(Stored items from a collection)
=-=-=-=-=
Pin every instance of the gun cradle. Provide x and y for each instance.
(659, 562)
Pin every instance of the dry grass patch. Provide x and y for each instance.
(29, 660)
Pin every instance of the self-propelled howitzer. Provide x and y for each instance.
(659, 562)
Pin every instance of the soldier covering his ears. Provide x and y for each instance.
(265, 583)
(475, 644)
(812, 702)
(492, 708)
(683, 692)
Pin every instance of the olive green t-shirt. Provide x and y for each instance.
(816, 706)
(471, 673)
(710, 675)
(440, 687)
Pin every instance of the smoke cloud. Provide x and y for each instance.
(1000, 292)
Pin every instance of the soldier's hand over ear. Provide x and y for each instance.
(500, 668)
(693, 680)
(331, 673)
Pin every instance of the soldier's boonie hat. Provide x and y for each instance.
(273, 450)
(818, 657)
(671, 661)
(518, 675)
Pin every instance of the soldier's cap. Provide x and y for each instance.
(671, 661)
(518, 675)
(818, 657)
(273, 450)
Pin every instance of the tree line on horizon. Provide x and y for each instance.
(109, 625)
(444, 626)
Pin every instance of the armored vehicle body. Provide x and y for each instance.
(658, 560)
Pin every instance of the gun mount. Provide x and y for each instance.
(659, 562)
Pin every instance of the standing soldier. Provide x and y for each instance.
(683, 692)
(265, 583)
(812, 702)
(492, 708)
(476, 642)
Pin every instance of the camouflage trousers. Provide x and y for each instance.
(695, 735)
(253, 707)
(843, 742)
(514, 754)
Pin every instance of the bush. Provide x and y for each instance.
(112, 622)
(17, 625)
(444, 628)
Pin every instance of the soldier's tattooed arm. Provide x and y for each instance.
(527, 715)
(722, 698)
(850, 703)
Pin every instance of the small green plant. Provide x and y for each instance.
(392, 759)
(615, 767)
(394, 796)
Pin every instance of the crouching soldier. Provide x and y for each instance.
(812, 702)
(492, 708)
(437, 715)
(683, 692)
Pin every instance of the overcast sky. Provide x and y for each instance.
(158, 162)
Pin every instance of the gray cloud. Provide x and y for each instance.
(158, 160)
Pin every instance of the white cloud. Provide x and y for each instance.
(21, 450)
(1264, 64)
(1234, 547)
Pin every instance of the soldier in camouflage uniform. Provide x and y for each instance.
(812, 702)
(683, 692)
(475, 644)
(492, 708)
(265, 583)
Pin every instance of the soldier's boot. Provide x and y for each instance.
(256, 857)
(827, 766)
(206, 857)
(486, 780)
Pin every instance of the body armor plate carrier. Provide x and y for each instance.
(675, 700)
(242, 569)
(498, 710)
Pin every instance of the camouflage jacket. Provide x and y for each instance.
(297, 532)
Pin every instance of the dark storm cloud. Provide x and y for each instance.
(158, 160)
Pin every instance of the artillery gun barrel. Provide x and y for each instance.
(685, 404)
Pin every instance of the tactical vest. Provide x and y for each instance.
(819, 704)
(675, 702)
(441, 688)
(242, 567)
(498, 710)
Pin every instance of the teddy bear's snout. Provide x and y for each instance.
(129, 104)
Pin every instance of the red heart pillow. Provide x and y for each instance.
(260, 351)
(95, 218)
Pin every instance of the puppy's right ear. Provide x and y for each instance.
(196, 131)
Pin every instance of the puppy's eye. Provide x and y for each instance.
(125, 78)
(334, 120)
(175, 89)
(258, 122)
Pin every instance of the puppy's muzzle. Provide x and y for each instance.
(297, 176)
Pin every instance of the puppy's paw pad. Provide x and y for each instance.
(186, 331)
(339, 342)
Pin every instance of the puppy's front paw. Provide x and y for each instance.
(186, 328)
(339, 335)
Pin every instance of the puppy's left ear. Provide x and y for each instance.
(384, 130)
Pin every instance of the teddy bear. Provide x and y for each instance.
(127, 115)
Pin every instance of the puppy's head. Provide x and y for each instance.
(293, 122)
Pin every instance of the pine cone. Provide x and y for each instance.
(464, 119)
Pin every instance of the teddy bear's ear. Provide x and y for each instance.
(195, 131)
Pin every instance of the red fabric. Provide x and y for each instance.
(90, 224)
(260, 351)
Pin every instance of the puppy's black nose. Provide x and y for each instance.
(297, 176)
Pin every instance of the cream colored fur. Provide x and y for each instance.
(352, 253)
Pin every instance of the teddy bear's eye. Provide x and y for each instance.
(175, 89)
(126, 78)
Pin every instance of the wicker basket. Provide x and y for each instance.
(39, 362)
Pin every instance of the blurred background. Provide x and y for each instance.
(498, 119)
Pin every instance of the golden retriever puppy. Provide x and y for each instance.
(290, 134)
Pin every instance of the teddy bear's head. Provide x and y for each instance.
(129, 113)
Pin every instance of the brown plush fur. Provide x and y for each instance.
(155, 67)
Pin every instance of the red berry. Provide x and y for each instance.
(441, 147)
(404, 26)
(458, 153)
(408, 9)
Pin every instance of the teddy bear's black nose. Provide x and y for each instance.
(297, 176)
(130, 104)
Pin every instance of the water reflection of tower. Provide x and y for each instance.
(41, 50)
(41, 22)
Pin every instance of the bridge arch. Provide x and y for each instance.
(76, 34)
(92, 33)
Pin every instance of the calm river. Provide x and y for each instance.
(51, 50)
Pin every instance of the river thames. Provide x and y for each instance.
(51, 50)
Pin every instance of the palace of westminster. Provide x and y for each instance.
=-=-=-=-=
» TASK DESCRIPTION: Rewrite the records from the line containing "Pin every instance of the crouching" through the line containing "(1234, 547)", putting "dark" in place of "gray" and leaving everything else unchanged.

» RIGHT ANSWER:
Pin every instance of the crouching soldier. Provide x and y for each instance.
(812, 702)
(492, 708)
(437, 715)
(683, 692)
Pin every instance of the overcast sky. Provide x and y for each instance.
(158, 162)
Pin every instance of the dark cloud. Provide x and y for each instance.
(158, 160)
Pin every instance of the white cloud. Provide x and y for each instance.
(21, 450)
(1264, 64)
(1234, 547)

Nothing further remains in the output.